§ **Page excerpt**
We are awaiting the award of the Trinity River mainstem project, the last part to the Lake Texoma program. Production is scheduled to start in the second quarter. This project has been delayed by a few months due to permitting issues.
The Luce Bayou Interbasin Transfer Project in Houston is a major project with multiple segments that we expect to start bidding in the second quarter of 2016. This is a multi-year project that is expected to represent 90,000 tons of pipe. Major production on this project is not expected to begin until 2017-2018.
The lower Bois d'Arc reservoir is a pipeline being planned by the North Texas Municipal Water District, which could represent 30,000 tons of pipe requirements starting in 2017. The southeast Oklahoma raw water supply system, also known as Atoka's second pipeline, is a 100-mile pipeline with bidding expected to start late 2016, early 2017.
We also expect additional opportunities to develop in Texas from the SWIFT program. We continue to monitor market developments in California very closely. The Fresno surface water program has started bidding and there will be several segments representing 20,000 tons of pipe bidding into 2017. The next major segment of this program is the Kings River section, representing 10,000 tons of bidding on March 15.
The Cadiz project has been hampered due to railroad right-of-way issues. The Southern California reliner program is expected to spend $2.6 billion over the next 20 years relining existing prestressed concrete pipelines. The Los Angeles pipeline replacement program will begin to replace large segments of existing trunk lines. This program will extend through 2020.
The 127-mile Red River Valley Water Supply Project continues to move forward. The goal is to have design completed by 2018 and construction beginning in 2019. We have planned $4 million to $5 million of total capital expenditures for 2016, which is lower than our planned depreciation. We continue to be very cautious on our capital spending due to the current market conditions.
As of December 31, our tangible book value was about $218 million, or approximately $23 a share. As of market close yesterday we are trading at a 55% discount to tangible book value. Obviously, regardless of the current market conditions, we still believe in the long-term prospects of the Water Transmission business.
Our strong balance sheet with a net positive cash position puts us on a solid foundation to weather the current storm and our quality, nationwide footprint, cost position, and almost 50% market share put us in a unique position to thrive as the market continues to improve.
In Tubular Products, we shut down the Atchison facility in January and the only activity is selling and shipping the remaining inventory. As we announced last summer, we are exploring the sale of our remaining energy tubular facility in Atchison, Kansas. The process has been slowed by the depressed oil price, unfavorable trade ruling, and declining energy tubular demand. This process is ongoing and we have nothing further that we can discuss at this time.
We are also actively marketing our property in Houston, Texas; however, we do not expect to sell the property until the environmental issues are concluded. This could take another year or so.
As we've mentioned in the past, we are looking at a wide range of strategic opportunities for our water transmission business. It's the bedrock of our company and we have many of the experts of the industry within our company.
Another potential opportunity we have considered is a share buyback. While our new credit agreement allows us to contemplate a share repurchase, we intend to be very cautious with the potential share buyback while market conditions remain depressed. Even though we currently have no borrowings under our credit agreement, as the water transmission market recovers, we will need to build up our working capital to meet the market requirements. We do not want to risk limiting the Company's business opportunities by overextending our credit facility.

§ **Task set**
1 - According to the page excerpt, how many tons of pipe is the Luce Bayou Interbasin Transfer Project expected to represent?
2 - In the stored items, start at the line that has "0L305 10L297 19L299" and stop after the line that has "positive clicks: (323, 125)". Write those lines out again with "rough mask" swapped for "approximate mask", leaving everything else unchanged.

(Stored items)
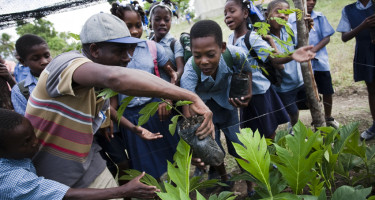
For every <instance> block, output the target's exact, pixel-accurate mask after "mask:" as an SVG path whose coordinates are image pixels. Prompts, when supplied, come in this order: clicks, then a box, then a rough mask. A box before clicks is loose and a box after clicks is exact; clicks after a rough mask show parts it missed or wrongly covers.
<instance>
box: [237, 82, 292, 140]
mask: <svg viewBox="0 0 375 200" xmlns="http://www.w3.org/2000/svg"><path fill="white" fill-rule="evenodd" d="M240 120H241V128H251V130H252V131H254V132H255V131H256V130H258V131H259V133H260V134H261V135H264V136H265V137H270V136H272V134H273V133H274V132H275V131H276V129H277V126H278V125H279V124H284V123H287V122H289V121H290V119H289V115H288V113H287V112H286V110H285V108H284V104H283V103H282V102H281V100H280V98H279V96H278V95H277V93H276V92H275V90H274V89H273V88H272V87H270V88H269V89H268V90H267V91H266V93H264V94H257V95H253V96H252V97H251V100H250V103H249V106H248V107H246V108H241V110H240Z"/></svg>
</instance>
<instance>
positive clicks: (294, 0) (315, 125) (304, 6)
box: [293, 0, 326, 128]
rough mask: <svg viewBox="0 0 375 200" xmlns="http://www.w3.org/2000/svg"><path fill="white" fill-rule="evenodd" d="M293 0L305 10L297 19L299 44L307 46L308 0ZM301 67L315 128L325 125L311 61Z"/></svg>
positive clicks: (323, 125) (310, 111) (321, 104)
mask: <svg viewBox="0 0 375 200" xmlns="http://www.w3.org/2000/svg"><path fill="white" fill-rule="evenodd" d="M293 2H294V6H295V7H296V8H298V9H300V10H302V11H303V17H302V20H297V33H298V46H299V47H301V46H307V45H309V30H308V28H307V26H306V24H305V20H303V19H304V17H305V16H306V14H307V12H306V10H307V9H306V0H293ZM301 69H302V75H303V81H304V83H305V88H306V96H307V101H308V103H309V107H310V113H311V117H312V121H313V122H312V124H313V125H314V127H315V128H316V127H321V126H325V125H326V123H325V117H324V113H323V104H322V103H320V102H319V96H318V98H316V94H317V90H316V83H315V79H314V74H313V73H312V69H311V65H310V66H309V62H304V63H301Z"/></svg>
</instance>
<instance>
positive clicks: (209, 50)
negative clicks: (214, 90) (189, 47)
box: [191, 36, 225, 78]
mask: <svg viewBox="0 0 375 200" xmlns="http://www.w3.org/2000/svg"><path fill="white" fill-rule="evenodd" d="M191 42H192V43H191V45H192V53H193V56H194V61H195V64H197V66H198V67H199V68H200V69H201V71H202V73H203V74H204V75H206V76H212V77H213V78H215V77H216V72H217V68H218V66H219V62H220V57H221V53H223V52H224V51H225V43H223V45H222V46H219V45H218V44H217V43H216V41H215V38H214V37H213V36H208V37H203V38H194V39H192V41H191Z"/></svg>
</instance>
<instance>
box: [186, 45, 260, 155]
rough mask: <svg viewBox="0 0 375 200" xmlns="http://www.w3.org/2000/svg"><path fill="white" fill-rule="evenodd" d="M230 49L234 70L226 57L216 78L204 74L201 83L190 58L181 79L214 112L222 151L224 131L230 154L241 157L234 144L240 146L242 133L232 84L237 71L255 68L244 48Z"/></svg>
mask: <svg viewBox="0 0 375 200" xmlns="http://www.w3.org/2000/svg"><path fill="white" fill-rule="evenodd" d="M227 48H228V49H229V51H230V53H231V54H232V58H233V63H234V65H233V70H234V71H233V70H232V69H230V68H229V67H228V66H227V64H226V62H225V60H224V58H223V56H221V58H220V62H219V66H218V68H217V72H216V78H215V79H213V78H212V77H211V76H206V75H204V74H203V73H202V72H200V73H201V80H198V75H197V72H196V71H195V70H194V68H193V65H192V58H190V59H189V60H188V61H187V62H186V65H185V68H184V73H183V75H182V77H181V87H182V88H185V89H188V90H190V91H192V92H195V93H197V94H198V96H199V97H200V98H201V99H202V100H203V101H204V102H205V103H206V105H207V106H208V107H209V108H210V109H211V111H212V112H213V123H214V125H215V134H216V137H215V140H216V142H217V143H218V144H219V146H220V147H221V148H222V145H221V142H220V129H221V130H223V132H224V135H225V137H226V140H227V145H228V152H229V154H231V155H233V156H236V157H238V155H237V153H236V152H235V150H234V148H233V144H232V142H235V143H240V141H239V140H238V138H237V135H236V133H239V121H238V112H237V109H236V108H234V107H233V106H232V105H231V104H230V103H229V102H228V99H229V90H230V81H231V77H232V74H233V73H234V72H237V73H238V72H240V70H241V67H242V64H244V68H243V71H246V72H252V71H253V69H252V68H251V67H250V63H249V62H247V59H246V57H247V55H246V52H245V51H244V50H243V49H242V48H239V47H235V46H231V45H228V46H227ZM236 53H239V55H240V56H239V58H237V56H236ZM222 149H223V148H222ZM223 151H224V150H223Z"/></svg>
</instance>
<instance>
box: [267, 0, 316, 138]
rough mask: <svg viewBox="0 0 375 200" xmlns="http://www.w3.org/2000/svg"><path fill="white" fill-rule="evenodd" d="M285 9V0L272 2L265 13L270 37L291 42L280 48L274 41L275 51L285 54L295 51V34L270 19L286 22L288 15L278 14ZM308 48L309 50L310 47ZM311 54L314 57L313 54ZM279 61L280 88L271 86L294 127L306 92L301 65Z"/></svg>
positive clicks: (293, 63)
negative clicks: (281, 65) (280, 78)
mask: <svg viewBox="0 0 375 200" xmlns="http://www.w3.org/2000/svg"><path fill="white" fill-rule="evenodd" d="M286 9H289V3H288V2H287V1H286V0H274V1H271V2H270V3H269V4H268V7H267V12H266V17H267V19H268V23H269V24H270V33H271V35H272V36H274V37H277V38H278V39H280V40H282V41H285V42H286V41H291V43H293V44H292V45H284V47H281V45H280V44H279V43H276V41H275V44H276V47H277V49H278V50H279V51H280V52H282V53H286V52H287V51H286V50H285V49H284V48H287V49H288V51H289V52H293V51H294V50H295V45H296V42H295V41H296V39H295V38H292V39H290V37H295V34H294V36H291V35H289V34H288V32H287V31H286V27H285V26H284V25H281V24H279V23H278V22H276V20H274V19H271V18H272V17H278V18H281V19H282V20H285V21H288V18H289V15H288V14H284V13H279V11H280V10H286ZM286 26H289V27H290V24H287V25H286ZM273 40H275V39H273ZM309 48H310V50H311V48H312V46H310V47H309ZM311 53H312V52H311ZM312 54H313V57H314V56H315V53H312ZM313 57H311V58H313ZM280 60H283V63H284V66H285V67H284V69H282V70H280V71H281V74H282V83H281V85H280V86H275V85H273V86H274V88H275V90H276V92H277V94H278V95H279V97H280V99H281V101H282V102H283V104H284V106H285V108H286V110H287V112H288V114H289V117H290V123H291V125H292V126H294V125H295V124H296V123H297V121H298V117H299V106H300V105H304V103H305V101H306V92H305V86H304V82H303V78H302V71H301V65H300V63H299V62H300V61H299V62H297V61H296V60H293V58H292V57H285V58H281V59H280ZM291 132H292V129H291Z"/></svg>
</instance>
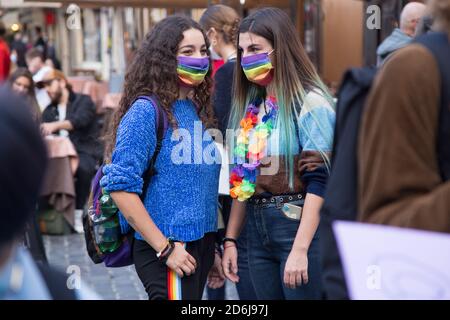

§ **Answers provided**
1 - About 90,000 tons of pipe.

2 -
approximate mask: <svg viewBox="0 0 375 200" xmlns="http://www.w3.org/2000/svg"><path fill="white" fill-rule="evenodd" d="M293 0L305 10L297 19L299 44L307 46L308 0ZM301 67L315 128L325 125L311 61Z"/></svg>
positive clicks: (323, 125) (310, 111) (321, 104)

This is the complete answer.